Written problem — Copy the stretch from the line containing "Every instance of the hazy" through the line containing "x=168, y=60", requests included. Multiply every x and y coordinate in the answers by 1.4 and round to whole numbers, with halves rounded up.

Dataset rows about object locations
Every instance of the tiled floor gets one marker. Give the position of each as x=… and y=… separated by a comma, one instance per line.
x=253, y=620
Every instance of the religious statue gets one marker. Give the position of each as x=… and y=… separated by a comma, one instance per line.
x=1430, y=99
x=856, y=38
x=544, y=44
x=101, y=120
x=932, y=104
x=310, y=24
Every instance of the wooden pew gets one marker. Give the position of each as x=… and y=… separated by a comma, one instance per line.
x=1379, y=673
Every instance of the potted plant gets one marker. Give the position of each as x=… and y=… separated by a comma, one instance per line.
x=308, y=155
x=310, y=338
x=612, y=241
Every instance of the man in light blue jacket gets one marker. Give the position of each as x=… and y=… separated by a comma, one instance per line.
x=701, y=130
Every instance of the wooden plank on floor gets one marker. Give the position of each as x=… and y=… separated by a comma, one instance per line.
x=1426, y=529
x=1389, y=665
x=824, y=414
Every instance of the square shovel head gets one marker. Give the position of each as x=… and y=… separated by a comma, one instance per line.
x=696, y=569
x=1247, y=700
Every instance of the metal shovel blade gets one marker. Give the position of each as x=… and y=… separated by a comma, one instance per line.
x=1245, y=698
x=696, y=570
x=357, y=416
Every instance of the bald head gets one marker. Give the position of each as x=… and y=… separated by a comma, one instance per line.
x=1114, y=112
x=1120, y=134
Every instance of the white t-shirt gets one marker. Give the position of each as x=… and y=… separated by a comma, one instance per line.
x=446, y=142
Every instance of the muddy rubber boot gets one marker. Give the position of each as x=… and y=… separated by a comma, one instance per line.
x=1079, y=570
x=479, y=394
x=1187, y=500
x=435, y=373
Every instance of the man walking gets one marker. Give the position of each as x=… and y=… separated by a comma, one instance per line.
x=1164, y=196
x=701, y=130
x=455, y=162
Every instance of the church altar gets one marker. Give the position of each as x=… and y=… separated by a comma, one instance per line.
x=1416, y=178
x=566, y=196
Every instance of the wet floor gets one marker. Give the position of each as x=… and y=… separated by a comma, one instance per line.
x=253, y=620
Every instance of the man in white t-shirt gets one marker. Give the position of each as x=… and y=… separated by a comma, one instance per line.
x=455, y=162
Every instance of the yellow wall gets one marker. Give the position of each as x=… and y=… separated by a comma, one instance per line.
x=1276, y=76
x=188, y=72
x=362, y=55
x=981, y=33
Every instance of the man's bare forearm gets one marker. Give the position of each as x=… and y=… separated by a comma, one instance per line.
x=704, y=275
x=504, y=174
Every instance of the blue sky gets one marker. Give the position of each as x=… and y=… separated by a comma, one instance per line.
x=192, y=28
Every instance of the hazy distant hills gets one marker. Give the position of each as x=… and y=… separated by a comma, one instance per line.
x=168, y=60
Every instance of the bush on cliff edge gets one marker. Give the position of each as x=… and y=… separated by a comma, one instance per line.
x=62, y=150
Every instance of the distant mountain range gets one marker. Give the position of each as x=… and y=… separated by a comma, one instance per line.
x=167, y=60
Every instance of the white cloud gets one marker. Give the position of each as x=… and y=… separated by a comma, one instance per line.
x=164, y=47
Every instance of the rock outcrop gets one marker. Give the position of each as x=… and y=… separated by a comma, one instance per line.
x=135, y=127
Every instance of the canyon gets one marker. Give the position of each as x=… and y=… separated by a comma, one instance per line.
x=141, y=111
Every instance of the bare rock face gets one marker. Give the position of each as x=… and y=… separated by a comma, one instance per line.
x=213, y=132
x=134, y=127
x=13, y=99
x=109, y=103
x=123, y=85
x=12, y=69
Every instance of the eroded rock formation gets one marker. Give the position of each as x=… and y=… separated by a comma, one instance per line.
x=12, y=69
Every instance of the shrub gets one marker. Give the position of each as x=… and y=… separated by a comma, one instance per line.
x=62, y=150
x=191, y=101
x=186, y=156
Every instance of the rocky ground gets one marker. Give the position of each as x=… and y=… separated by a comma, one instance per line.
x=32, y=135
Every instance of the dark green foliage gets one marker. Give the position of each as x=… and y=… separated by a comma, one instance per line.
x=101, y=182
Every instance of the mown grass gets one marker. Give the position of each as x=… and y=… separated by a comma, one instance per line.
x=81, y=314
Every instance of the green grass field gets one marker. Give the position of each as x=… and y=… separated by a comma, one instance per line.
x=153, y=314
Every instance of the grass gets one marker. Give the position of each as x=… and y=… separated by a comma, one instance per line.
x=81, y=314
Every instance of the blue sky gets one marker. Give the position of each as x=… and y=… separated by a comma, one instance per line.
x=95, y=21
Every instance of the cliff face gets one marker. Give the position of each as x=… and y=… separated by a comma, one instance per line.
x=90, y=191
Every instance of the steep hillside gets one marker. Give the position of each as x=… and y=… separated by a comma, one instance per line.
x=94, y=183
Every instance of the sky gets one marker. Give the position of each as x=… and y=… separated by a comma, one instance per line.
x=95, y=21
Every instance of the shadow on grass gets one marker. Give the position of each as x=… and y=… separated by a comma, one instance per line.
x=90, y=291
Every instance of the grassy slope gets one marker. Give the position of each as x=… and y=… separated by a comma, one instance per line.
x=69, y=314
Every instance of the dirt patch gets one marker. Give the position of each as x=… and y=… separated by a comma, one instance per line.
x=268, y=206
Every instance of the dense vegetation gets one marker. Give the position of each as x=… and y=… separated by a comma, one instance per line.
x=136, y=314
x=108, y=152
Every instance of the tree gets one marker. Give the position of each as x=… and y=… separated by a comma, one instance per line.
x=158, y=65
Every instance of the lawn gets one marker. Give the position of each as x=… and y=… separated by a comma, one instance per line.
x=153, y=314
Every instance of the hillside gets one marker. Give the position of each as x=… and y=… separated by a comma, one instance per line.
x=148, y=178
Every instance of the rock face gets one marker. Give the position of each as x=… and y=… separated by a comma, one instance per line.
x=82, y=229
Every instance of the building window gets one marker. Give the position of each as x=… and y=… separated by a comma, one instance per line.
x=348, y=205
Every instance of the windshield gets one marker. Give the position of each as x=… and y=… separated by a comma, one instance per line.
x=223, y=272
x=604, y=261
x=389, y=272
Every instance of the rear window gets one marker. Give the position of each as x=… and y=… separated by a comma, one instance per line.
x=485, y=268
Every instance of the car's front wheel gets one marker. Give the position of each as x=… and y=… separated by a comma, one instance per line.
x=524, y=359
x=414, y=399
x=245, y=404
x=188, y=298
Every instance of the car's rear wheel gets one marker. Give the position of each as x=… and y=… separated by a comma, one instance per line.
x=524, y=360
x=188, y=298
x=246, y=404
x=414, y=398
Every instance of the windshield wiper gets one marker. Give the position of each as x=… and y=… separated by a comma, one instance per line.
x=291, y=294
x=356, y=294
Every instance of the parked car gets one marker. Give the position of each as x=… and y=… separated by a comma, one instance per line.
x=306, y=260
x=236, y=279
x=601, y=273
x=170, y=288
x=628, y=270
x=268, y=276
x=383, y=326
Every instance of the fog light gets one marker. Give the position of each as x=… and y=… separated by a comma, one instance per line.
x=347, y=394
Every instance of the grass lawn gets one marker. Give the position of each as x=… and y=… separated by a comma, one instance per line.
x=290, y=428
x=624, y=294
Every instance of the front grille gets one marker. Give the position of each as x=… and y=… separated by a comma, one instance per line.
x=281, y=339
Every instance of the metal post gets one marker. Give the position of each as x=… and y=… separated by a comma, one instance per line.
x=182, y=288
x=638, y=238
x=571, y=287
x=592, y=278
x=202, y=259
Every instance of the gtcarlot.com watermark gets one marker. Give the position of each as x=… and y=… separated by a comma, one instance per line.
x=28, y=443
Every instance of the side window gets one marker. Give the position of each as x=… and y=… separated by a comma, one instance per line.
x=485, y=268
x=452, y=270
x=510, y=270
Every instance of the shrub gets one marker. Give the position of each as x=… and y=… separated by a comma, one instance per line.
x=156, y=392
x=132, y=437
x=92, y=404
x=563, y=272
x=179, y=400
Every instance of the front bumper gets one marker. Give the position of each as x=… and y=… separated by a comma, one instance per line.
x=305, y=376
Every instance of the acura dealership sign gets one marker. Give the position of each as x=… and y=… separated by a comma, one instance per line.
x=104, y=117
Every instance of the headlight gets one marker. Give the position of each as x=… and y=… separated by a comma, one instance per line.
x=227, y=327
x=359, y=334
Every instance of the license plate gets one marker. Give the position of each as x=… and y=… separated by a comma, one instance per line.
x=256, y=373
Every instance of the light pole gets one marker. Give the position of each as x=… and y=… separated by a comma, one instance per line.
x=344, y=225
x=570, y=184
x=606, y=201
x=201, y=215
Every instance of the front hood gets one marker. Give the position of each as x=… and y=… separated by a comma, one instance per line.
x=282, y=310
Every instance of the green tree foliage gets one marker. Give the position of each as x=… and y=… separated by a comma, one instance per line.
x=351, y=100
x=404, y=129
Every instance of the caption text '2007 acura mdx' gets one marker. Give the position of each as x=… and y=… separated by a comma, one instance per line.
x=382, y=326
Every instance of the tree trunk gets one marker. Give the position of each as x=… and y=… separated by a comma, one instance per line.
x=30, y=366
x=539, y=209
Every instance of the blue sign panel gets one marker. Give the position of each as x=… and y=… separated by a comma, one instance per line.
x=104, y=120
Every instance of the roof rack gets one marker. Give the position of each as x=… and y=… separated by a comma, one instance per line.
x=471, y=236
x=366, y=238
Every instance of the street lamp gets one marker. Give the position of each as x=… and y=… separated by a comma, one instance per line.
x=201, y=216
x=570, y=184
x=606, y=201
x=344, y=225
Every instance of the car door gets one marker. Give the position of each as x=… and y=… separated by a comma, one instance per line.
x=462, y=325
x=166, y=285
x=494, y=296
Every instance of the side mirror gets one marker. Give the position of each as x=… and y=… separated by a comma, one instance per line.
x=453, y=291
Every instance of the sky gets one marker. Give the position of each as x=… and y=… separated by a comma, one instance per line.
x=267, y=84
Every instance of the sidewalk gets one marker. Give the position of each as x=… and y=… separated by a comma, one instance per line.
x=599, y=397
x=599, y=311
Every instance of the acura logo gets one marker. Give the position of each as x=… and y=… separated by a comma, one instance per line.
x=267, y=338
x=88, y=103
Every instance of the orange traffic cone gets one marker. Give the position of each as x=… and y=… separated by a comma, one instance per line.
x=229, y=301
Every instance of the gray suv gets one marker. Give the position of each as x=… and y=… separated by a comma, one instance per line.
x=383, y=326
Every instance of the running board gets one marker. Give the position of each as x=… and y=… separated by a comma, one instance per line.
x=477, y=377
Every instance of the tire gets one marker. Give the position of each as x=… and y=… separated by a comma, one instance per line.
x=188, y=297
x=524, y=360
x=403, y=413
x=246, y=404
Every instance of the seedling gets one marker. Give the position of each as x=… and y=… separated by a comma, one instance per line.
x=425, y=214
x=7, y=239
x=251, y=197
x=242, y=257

Completed task —
Every instance of the hazy distant hills gets one marker. Give the position of each as x=… and y=… separated by a comma, one instance per line.
x=235, y=84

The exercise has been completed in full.